TO DO: Only lines holding "ridge" are needed; copy each of them from the data below.

Saved data entries:
=====

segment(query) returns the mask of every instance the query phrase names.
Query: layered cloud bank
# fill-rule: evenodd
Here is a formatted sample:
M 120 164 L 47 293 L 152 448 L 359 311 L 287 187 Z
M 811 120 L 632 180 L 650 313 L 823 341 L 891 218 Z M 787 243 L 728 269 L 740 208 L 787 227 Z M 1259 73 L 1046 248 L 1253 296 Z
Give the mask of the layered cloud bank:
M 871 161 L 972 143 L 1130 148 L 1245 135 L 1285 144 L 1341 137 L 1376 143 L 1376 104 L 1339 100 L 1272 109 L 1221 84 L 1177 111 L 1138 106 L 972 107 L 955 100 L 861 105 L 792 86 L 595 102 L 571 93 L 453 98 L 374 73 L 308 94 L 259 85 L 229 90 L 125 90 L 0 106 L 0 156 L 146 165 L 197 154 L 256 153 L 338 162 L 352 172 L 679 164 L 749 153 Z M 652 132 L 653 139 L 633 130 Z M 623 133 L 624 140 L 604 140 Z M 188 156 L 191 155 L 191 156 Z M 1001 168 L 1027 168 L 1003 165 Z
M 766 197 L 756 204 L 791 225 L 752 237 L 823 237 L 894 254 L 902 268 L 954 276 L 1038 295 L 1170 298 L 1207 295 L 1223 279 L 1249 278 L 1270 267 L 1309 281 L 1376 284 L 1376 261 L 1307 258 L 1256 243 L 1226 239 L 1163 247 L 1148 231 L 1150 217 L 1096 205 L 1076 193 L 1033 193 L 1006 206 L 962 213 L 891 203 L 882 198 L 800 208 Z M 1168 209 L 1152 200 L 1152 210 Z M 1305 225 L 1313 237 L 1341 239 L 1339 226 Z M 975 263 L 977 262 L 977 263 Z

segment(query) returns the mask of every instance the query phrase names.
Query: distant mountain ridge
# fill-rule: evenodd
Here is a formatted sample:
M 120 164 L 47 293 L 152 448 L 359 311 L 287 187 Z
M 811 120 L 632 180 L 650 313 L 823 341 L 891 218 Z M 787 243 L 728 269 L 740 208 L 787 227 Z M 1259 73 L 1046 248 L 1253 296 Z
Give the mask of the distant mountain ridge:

=====

EXPECTED ANSWER:
Query: distant mountain ridge
Give the mask of the distant mountain ridge:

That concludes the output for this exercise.